**Problem 1**:
List every environment variable named in the MAHOUT-800 bug report.
**Problem 2**:
Continue the MAHOUT-800 bug report with the next few sentences, picking up after its final line.

··· Text provided ···

[jira] [Updated] (MAHOUT-800) bin/mahout attempts cluster mode if HADOOP_CONF_DIR is set plausibly (and hence appended to classpath), even with MAHOUT_LOCAL set and no HADOOP_HOME

Dan Brickley (JIRA) Fri, 02 Sep 2011 01:58:46 -0700

     [ 
https://issues.apache.org/jira/browse/MAHOUT-800?page=com.atlassian.jira.plugin.system.issuetabpanels:all-tabpanel
 ]


Dan Brickley updated MAHOUT-800:
--------------------------------

    Attachment: MAHOUT-800.patch

The simplest thing that made the problem go away.

> bin/mahout attempts cluster mode  if HADOOP_CONF_DIR is set plausibly (and 
> hence appended to classpath), even with MAHOUT_LOCAL set and no HADOOP_HOME
> ------------------------------------------------------------------------------------------------------------------------------------------------------
>
>                 Key: MAHOUT-800
>                 URL: https://issues.apache.org/jira/browse/MAHOUT-800
>             Project: Mahout
>          Issue Type: Bug
>          Components: Examples, Integration
>         Environment: OSX; java version "1.6.0_26"
>            Reporter: Dan Brickley
>            Priority: Minor
>         Attachments: MAHOUT-800.patch
>
>
> (This began as a build-reuters.sh bug report, but the problem seemed deeper; 
> please excuse the narrative format here)
> Summary: both examples/bin/build-reuters.sh and bin/mahout will attempt 
> cluster mode if HADOOP_CONF_DIR env variable points at a Hadoop conf/ 
> directory, because bin/mahout appends it to Java's classpath. This seems to 
> trigger something in Mahout Java that will to try to use the cluster, without 
> this being explicitly requested.
> There have been reports (Jeff Eastman, myself; 
> http://mail-archives.apache.org/mod_mbox/mahout-user/201108.mbox/%3CCAFNgM+Y4twNVL_RSyNb+hGhoAu0xW917YfUTW3a5-m=z0dy...@mail.gmail.com%3E
>  ) of build-reuters.sh attempting cluster mode, even while claiming - 
> "MAHOUT_LOCAL is set, running locally". (or for that matter in slight variant 
> conditions, "no HADOOP_HOME set, running locally").
> Experimenting here with a fresh trunk install, clean ~/.m2/ on a laptop with 
> a pseudo-cluster Hadoop configuration available, I find HADOOP_CONF_DIR seems 
> to be the key.

··· Exercise data ···

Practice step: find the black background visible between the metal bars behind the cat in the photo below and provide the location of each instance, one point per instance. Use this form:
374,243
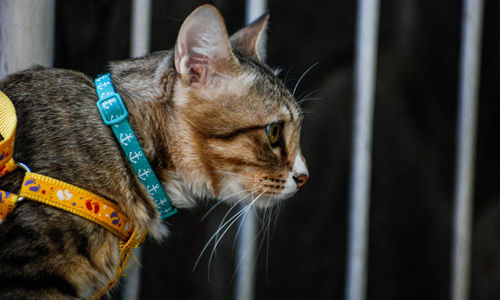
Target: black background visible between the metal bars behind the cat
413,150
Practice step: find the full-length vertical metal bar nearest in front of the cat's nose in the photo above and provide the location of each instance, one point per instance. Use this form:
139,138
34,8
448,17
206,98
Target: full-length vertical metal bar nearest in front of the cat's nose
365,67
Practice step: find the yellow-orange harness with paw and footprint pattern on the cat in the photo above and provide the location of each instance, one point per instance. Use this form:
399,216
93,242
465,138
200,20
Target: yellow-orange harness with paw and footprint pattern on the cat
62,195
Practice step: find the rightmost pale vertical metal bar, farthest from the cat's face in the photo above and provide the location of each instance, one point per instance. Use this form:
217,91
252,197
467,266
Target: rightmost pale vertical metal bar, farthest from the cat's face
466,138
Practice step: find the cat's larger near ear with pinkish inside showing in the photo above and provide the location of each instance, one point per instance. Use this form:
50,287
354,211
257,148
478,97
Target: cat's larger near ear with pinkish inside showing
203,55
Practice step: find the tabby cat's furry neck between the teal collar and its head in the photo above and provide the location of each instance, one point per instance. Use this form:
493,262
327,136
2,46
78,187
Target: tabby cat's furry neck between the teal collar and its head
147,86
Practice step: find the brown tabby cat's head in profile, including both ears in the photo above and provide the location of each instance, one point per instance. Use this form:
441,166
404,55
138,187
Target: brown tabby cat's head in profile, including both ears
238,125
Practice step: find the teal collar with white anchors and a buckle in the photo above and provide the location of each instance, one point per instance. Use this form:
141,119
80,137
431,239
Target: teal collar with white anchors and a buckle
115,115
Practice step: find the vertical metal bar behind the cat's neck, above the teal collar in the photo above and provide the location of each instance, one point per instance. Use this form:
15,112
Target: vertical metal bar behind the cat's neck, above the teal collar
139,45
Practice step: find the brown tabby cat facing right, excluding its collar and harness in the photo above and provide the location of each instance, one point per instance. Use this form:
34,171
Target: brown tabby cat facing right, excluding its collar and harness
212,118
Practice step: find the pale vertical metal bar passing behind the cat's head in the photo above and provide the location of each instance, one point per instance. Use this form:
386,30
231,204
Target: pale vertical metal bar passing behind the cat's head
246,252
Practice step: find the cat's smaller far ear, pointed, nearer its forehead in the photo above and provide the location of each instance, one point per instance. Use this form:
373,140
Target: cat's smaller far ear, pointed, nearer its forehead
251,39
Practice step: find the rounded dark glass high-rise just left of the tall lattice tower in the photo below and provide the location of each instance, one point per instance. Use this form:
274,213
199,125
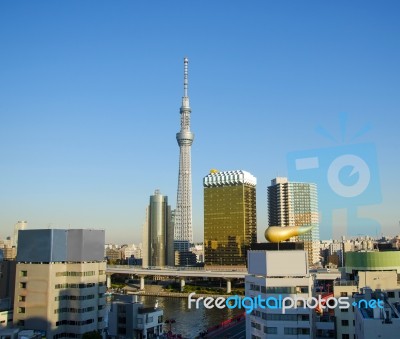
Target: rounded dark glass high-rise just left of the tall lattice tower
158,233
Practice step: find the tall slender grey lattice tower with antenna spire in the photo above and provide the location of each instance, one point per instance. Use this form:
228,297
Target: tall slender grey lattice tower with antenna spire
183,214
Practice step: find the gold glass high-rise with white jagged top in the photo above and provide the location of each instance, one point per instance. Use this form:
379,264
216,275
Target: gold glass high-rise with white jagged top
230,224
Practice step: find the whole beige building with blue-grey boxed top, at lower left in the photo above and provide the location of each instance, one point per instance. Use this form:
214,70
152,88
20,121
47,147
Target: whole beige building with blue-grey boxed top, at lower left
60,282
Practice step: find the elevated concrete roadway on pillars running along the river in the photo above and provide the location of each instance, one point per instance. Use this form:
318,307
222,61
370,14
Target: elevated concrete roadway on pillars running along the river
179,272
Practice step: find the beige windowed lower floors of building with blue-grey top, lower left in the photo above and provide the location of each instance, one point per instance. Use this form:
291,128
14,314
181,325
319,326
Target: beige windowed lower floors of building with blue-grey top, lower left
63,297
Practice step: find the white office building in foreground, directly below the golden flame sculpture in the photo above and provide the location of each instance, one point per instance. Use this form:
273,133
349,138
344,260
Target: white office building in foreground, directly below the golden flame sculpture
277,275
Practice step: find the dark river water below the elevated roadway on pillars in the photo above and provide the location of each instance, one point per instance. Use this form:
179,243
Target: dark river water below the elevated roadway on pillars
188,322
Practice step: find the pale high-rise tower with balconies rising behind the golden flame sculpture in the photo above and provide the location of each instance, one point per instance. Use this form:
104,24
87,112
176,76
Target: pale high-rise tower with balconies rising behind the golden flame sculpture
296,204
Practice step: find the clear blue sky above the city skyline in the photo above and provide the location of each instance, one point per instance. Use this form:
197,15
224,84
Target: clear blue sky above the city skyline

···

**Your response 1**:
HADOOP_CONF_DIR, MAHOUT_LOCAL, HADOOP_HOME

**Your response 2**:
> When HADOOP_CONF_DIR is set to a working value (regardless of whether cluster 
> is running), and regardless of HADOOP_HOME and MAHOUT_LOCAL, build-reuters.sh 
> tries to use the cluster. Aside: this is not the same as it using 
> non-clustering local Hadoop, since I see errors such as "11/09/02 09:27:10 
> INFO ipc.Client: Retrying connect to server: localhost/127.0.0.1:9000. 
> Already tried 1 time(s)." unless the cluster is up. If the cluster is up and 
> accessible, I'll see java.io.IOException instead, presumably since the files 
> aren't there.
> If I do 'export HADOOP_CONF_DIR=' then build-reuters.sh (both kmeans and lda 
> modes) runs OK without real Hadoop.
> If I retry with a bogus value for HADOOP_CONF_DIR e.g. /foo, this also seems 
> fine. Only when it finds a Hadoop installation does it get confused.
> Minimally I'd consider this a documentation issue. Nothing in 
> build_reuters.sh script mentions role of HADOOP_CONF_DIR. Reading 
> build-reuters.sh I get the impression both clustered and local modes are 
> possible; however mailing list discussion leave me ensure whether clustered 
> mode is still supposed to work in trunk.
> Tests: (with no HADOOP_HOME set)
> Running these extracts from build-reuters.sh in examples/bin/ after having 
> previously run build-reuters.sh to fetch data...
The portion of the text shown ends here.